[Stored records]
-=-=-=-=-
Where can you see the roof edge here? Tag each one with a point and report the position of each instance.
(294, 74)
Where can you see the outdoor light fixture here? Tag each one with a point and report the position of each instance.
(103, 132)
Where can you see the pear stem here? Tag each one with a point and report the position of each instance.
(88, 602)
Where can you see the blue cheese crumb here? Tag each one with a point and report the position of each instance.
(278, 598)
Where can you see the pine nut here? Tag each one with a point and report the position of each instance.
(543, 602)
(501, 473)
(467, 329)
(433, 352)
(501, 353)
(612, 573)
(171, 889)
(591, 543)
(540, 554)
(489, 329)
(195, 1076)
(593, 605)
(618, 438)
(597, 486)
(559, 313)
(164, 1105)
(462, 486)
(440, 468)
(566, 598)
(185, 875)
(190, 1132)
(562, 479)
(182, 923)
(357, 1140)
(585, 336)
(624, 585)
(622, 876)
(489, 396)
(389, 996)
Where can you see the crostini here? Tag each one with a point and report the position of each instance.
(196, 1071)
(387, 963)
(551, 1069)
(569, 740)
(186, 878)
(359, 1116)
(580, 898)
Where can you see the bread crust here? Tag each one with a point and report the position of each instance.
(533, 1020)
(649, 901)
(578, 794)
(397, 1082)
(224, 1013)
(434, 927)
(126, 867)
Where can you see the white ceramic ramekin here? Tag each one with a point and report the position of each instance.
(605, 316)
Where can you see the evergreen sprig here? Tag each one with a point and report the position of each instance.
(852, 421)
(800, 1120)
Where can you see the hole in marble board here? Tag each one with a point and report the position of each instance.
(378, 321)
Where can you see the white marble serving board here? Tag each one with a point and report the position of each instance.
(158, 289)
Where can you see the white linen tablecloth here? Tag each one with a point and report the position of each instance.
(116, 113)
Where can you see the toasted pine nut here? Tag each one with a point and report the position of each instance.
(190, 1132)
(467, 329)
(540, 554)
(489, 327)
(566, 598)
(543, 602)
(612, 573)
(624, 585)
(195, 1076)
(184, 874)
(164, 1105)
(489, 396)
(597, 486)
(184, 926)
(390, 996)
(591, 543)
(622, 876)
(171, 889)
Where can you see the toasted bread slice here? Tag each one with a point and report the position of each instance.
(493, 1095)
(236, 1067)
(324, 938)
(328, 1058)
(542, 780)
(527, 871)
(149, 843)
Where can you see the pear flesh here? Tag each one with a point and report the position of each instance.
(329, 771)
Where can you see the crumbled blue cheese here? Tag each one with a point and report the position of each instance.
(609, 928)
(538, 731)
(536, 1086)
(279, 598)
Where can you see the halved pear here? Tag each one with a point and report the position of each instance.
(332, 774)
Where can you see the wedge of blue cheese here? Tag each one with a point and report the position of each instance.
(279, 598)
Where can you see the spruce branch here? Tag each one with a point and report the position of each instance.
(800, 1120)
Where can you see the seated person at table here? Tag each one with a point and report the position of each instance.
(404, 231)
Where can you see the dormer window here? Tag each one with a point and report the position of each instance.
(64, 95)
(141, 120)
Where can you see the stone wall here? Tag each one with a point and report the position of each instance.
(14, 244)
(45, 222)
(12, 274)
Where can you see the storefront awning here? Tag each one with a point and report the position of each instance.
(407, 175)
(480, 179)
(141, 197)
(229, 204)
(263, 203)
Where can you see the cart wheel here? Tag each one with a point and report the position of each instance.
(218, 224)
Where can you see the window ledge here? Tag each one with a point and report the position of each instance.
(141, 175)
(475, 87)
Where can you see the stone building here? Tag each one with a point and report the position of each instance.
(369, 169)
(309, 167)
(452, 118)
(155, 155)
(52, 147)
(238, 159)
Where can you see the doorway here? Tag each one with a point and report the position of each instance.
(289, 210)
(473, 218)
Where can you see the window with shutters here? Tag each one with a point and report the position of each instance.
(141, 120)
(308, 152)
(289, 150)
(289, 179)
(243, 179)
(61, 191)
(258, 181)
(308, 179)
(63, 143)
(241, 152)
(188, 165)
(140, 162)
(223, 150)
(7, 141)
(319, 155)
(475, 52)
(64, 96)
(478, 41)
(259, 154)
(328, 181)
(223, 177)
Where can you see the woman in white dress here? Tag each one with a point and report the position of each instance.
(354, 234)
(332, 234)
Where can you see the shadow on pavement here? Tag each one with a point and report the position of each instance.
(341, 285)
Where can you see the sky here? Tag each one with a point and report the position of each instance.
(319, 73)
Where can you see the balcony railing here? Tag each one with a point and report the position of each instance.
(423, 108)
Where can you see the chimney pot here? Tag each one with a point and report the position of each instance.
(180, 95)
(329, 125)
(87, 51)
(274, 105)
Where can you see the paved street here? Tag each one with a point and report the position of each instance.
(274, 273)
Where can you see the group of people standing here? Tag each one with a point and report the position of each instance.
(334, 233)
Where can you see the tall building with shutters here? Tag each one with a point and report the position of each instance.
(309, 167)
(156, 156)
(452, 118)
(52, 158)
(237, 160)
-=-=-=-=-
▶ **Work to be completed**
The entries above should be repeated exactly, every one of them.

▶ **Worked answer**
Where can you see the roof edge here? Tag each one with a point and report the position of each instance.
(294, 74)
Where can you see the outdoor light fixture here? Tag each one with a point and report the position of each instance.
(103, 132)
Where can you see the pear stem here? Tag each one with a point and report the position of each instance.
(88, 602)
Where can you see the blue cheese crumb here? Tag each one with a point and report the position of each instance.
(278, 598)
Where can you see the pine nut here? Tag each one with a point and report the position of each instance.
(543, 602)
(501, 473)
(467, 329)
(433, 352)
(501, 353)
(612, 573)
(171, 889)
(591, 543)
(540, 554)
(489, 329)
(195, 1076)
(593, 605)
(618, 438)
(597, 486)
(559, 313)
(164, 1105)
(462, 486)
(440, 468)
(566, 598)
(185, 875)
(190, 1132)
(562, 479)
(182, 923)
(357, 1140)
(585, 336)
(624, 585)
(622, 876)
(489, 396)
(389, 996)
Where can you see the crostini here? Tag each one with a point and report the position of each instance.
(196, 1071)
(387, 963)
(551, 1069)
(569, 740)
(186, 878)
(359, 1116)
(580, 898)
Where can you see the bread crust here? Tag each one with a point and report the position of each instance.
(533, 1020)
(649, 901)
(578, 794)
(397, 1082)
(224, 1013)
(434, 927)
(126, 867)
Where can you see the white ceramic ramekin here? Tag each one with a point and report the position of each instance.
(605, 316)
Where can you see the evergreen sprig here? Tag each one with a point and report the position of each instance.
(852, 421)
(800, 1120)
Where can you see the hole in marble board here? Tag each one with a point and report the position of each instance.
(378, 321)
Where can you see the white marble serving board here? Tag each one with a point and report the position of each instance.
(158, 289)
Where can you see the white linen tablecloth here? Tag each one with a point and report the position of each instance.
(116, 113)
Where can you see the toasted pine nut here? Tag each one with a point and report the position of each instance.
(190, 1132)
(467, 329)
(540, 554)
(489, 327)
(566, 598)
(543, 602)
(612, 573)
(624, 585)
(195, 1076)
(184, 874)
(164, 1105)
(489, 396)
(597, 486)
(184, 926)
(390, 996)
(591, 543)
(622, 876)
(171, 889)
Where can you see the toasted bread slice here? Tag each one with a point and report the position of each instance.
(493, 1095)
(236, 1067)
(324, 938)
(328, 1058)
(542, 780)
(527, 871)
(149, 843)
Where can you see the pear flesh here? Tag each one with a point and report the position of each instance.
(329, 771)
Where can you see the crumbled blue cheese here? Tag each one with a point and report the position of each instance.
(609, 928)
(538, 731)
(536, 1086)
(279, 598)
Where can you see the halved pear here? Tag each one with a point and report the position of each instance.
(332, 774)
Where can you see the wedge of blue cheese here? Tag each one with a point and report the position of each instance.
(279, 598)
Where can you see the spruce branch here? Tag each one with a point and report the position of each instance.
(800, 1120)
Where can you see the seated person at table here? Tag each one with a point and report the position of each instance.
(404, 231)
Where can you see the dormer window here? Tag each one with a point and report the position of each instance.
(64, 95)
(141, 120)
Where can you see the stone wall here? Tag each one with a point and report the position of each instance.
(14, 244)
(45, 222)
(12, 274)
Where can you see the storefront awning here? Tag each one with a point and report the position of each instance.
(407, 175)
(480, 179)
(141, 197)
(229, 204)
(263, 203)
Where can you see the cart wheel here? Tag each one with a point and report the position of each instance.
(218, 224)
Where can you see the window ledge here? Tag each one with a point and report the position of each instance.
(141, 175)
(475, 87)
Where can you see the stone building here? Tag each one with a point and report the position of each instance.
(369, 169)
(309, 167)
(452, 118)
(155, 155)
(52, 147)
(238, 159)
Where can you see the doorway here? Tag each one with a point and report the position of each instance.
(289, 210)
(473, 218)
Where can you see the window with shutters here? Tag each one with a point and report the position of each instance.
(141, 120)
(308, 152)
(289, 150)
(289, 179)
(243, 179)
(61, 191)
(258, 181)
(308, 179)
(63, 143)
(241, 152)
(188, 165)
(140, 162)
(223, 150)
(7, 141)
(319, 155)
(475, 52)
(64, 96)
(478, 41)
(259, 154)
(328, 181)
(223, 177)
Where can you see the woman in white dress here? Tag each one with a point and report the position of each instance.
(354, 234)
(332, 234)
Where can you see the shadow on pavement here? Tag each one with a point and report the position of each instance.
(341, 285)
Where can you see the sky here? Tag each one with a point and report the position of each instance.
(319, 73)
Where can you see the balcony railing here? Tag each one with a point and report the position of each instance.
(423, 108)
Where can you see the chimney pot here? Tag each one with a point and report the position of each instance.
(180, 95)
(329, 125)
(87, 51)
(274, 105)
Where can you see the paved street here? Tag each one with a point and report the position of each instance.
(274, 273)
Where can you see the group of people standing here? Tag each one with a point and report the position of each instance.
(334, 233)
Where can you see the tall building with shutters here? Tag each one with a point and report the position of each instance.
(309, 167)
(156, 156)
(452, 118)
(52, 158)
(237, 160)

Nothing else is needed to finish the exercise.